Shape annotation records
■ ■ ■
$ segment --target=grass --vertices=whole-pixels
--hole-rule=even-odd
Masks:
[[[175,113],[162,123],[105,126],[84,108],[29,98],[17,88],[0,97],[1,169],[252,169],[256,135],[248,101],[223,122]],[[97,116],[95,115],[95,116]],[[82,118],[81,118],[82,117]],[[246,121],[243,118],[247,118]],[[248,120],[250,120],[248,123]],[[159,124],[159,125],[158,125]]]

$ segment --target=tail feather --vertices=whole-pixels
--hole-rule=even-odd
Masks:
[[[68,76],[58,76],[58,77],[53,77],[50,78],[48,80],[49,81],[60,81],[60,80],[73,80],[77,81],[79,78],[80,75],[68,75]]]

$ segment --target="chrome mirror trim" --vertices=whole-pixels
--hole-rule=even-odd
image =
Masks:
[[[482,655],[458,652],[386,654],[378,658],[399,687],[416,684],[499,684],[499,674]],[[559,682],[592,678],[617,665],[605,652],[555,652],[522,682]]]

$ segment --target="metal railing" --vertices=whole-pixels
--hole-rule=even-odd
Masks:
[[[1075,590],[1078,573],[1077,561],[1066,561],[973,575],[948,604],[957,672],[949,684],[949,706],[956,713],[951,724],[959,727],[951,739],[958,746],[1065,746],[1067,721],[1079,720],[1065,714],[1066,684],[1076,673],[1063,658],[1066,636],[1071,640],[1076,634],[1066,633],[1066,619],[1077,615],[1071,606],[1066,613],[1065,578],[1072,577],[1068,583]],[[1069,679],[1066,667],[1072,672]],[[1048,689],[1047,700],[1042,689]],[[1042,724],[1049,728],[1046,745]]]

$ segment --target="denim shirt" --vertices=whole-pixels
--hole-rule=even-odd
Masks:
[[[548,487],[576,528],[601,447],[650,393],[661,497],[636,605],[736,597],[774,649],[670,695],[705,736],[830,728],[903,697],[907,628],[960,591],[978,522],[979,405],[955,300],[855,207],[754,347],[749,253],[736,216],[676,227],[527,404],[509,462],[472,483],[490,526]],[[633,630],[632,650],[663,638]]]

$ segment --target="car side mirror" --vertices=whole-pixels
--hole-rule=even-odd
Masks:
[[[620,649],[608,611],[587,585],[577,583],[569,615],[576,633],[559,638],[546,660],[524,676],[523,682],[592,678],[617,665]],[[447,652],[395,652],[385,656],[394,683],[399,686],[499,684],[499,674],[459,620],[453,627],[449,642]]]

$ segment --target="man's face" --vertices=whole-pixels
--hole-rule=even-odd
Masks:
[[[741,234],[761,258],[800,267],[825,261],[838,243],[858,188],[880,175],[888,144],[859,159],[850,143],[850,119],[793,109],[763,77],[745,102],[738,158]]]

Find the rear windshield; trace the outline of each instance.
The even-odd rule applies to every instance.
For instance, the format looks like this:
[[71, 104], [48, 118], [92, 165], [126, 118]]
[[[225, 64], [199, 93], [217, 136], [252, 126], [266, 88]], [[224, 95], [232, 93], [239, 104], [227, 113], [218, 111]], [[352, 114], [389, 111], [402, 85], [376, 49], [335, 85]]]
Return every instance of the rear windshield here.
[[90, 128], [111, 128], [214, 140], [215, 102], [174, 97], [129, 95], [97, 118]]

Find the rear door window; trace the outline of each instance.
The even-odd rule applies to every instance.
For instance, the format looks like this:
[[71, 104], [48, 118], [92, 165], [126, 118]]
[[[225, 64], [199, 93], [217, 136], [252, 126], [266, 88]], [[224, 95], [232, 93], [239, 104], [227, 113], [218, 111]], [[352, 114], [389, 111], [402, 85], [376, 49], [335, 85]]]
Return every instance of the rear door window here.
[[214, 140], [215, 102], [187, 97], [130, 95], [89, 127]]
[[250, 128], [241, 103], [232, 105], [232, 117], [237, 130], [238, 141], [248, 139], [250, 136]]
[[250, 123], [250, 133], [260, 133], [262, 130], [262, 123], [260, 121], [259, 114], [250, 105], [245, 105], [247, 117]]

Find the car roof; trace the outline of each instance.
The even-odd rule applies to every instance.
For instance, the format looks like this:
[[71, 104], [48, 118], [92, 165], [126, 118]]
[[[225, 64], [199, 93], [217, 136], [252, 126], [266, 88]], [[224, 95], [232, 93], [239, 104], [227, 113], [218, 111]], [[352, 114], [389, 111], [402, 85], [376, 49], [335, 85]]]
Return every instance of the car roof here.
■ ■ ■
• SET TASK
Lay out the records above as a JSON list of strings, one string per line, leaving out the blank lines.

• TASK RESPONSE
[
  "$ segment --target=grass --vertices=whole-pixels",
  "--hole-rule=even-odd",
  "Masks:",
  "[[[175,113],[162,123],[105,126],[84,108],[29,98],[17,88],[0,97],[1,169],[252,169],[256,135],[248,101],[223,122]],[[97,116],[95,115],[95,116]],[[82,118],[81,118],[82,117]],[[246,121],[243,118],[247,118]],[[248,120],[250,120],[248,123]],[[159,124],[159,125],[158,125]]]",
  "$ segment --target=tail feather --vertices=whole-pixels",
  "--hole-rule=even-odd",
  "Masks:",
  "[[[68,76],[58,76],[58,77],[53,77],[50,78],[48,80],[49,81],[60,81],[60,80],[73,80],[77,81],[79,78],[80,75],[68,75]]]",
  "$ segment --target=\"chrome mirror trim\" --vertices=whole-pixels",
  "--hole-rule=even-odd",
  "image =",
  "Masks:",
  "[[[482,655],[458,652],[386,654],[378,658],[399,687],[416,684],[499,684],[499,674]],[[559,682],[592,678],[617,665],[605,652],[555,652],[522,682]]]",
  "$ segment --target=\"metal railing\" --vertices=whole-pixels",
  "--hole-rule=even-odd",
  "Masks:",
  "[[[1075,590],[1078,573],[1077,561],[1066,561],[973,575],[948,604],[957,672],[949,684],[949,706],[956,713],[951,724],[959,727],[951,739],[958,746],[1065,746],[1067,721],[1079,720],[1065,714],[1066,684],[1076,673],[1063,658],[1066,636],[1071,640],[1076,634],[1066,633],[1066,619],[1077,615],[1071,606],[1066,613],[1065,578],[1072,577],[1068,583]],[[1069,679],[1066,667],[1072,672]],[[1048,689],[1047,700],[1042,689]],[[1042,724],[1049,728],[1046,745]]]",
  "$ segment --target=\"denim shirt\" --vertices=whole-pixels",
  "--hole-rule=even-odd",
  "Masks:",
  "[[[548,487],[576,528],[601,447],[650,393],[661,497],[636,605],[736,597],[774,649],[670,695],[705,736],[830,728],[903,697],[907,628],[960,591],[978,522],[979,405],[955,300],[855,207],[754,347],[749,253],[736,216],[676,227],[527,404],[509,462],[472,483],[490,526]],[[633,630],[632,650],[663,638]]]",
  "$ segment --target=\"car side mirror\" --vertices=whole-pixels",
  "--hole-rule=even-odd",
  "Masks:",
  "[[[620,649],[608,611],[587,585],[577,583],[569,615],[576,633],[559,638],[546,660],[524,676],[523,682],[592,678],[617,665]],[[447,652],[395,652],[385,656],[394,683],[399,686],[499,684],[499,674],[459,620],[453,627],[449,642]]]",
  "$ segment --target=\"man's face\" --vertices=whole-pixels",
  "--hole-rule=even-odd",
  "Masks:",
  "[[[741,234],[761,258],[800,267],[825,261],[838,243],[858,188],[880,175],[888,144],[859,159],[850,143],[850,119],[793,109],[763,77],[745,102],[738,158]]]",
  "Find the rear windshield; trace the outline of each instance.",
  "The even-odd rule applies to every instance.",
  "For instance, the format looks like this:",
  "[[71, 104], [48, 118], [92, 165], [126, 118]]",
  "[[[225, 64], [199, 93], [217, 136], [252, 126], [266, 88]], [[224, 95], [232, 93], [239, 104], [227, 113], [218, 111]], [[352, 114], [389, 111], [402, 85], [376, 49], [335, 85]]]",
  "Return every instance of the rear windshield here.",
  "[[90, 128], [111, 128], [214, 140], [215, 102], [174, 97], [129, 95], [97, 118]]",
  "Find the rear door window; trace the outline of each instance.",
  "The even-odd rule applies to every instance.",
  "For instance, the format looks like this:",
  "[[71, 104], [48, 118], [92, 165], [126, 118]]",
  "[[[225, 64], [199, 93], [217, 136], [252, 126], [266, 88]], [[224, 95], [232, 93], [239, 104], [227, 113], [218, 111]], [[352, 114], [389, 111], [402, 85], [376, 49], [335, 85]]]",
  "Return every instance of the rear door window here.",
  "[[214, 140], [215, 102], [187, 97], [130, 95], [89, 127]]",
  "[[250, 128], [241, 103], [232, 105], [232, 117], [237, 130], [238, 141], [248, 139], [250, 136]]",
  "[[250, 123], [250, 133], [260, 133], [262, 130], [262, 123], [260, 121], [259, 114], [250, 105], [245, 105], [247, 117]]",
  "Find the car roof; trace the outline of each instance.",
  "The even-odd rule applies to every instance.",
  "For instance, the format looks like this:",
  "[[71, 104], [48, 118], [92, 165], [126, 118]]",
  "[[[225, 64], [199, 93], [217, 136], [252, 126], [266, 88]], [[224, 95], [232, 93], [239, 104], [227, 113], [218, 111]], [[352, 114], [389, 111], [402, 85], [376, 49], [335, 85]]]",
  "Return every instance of the car roof here."
]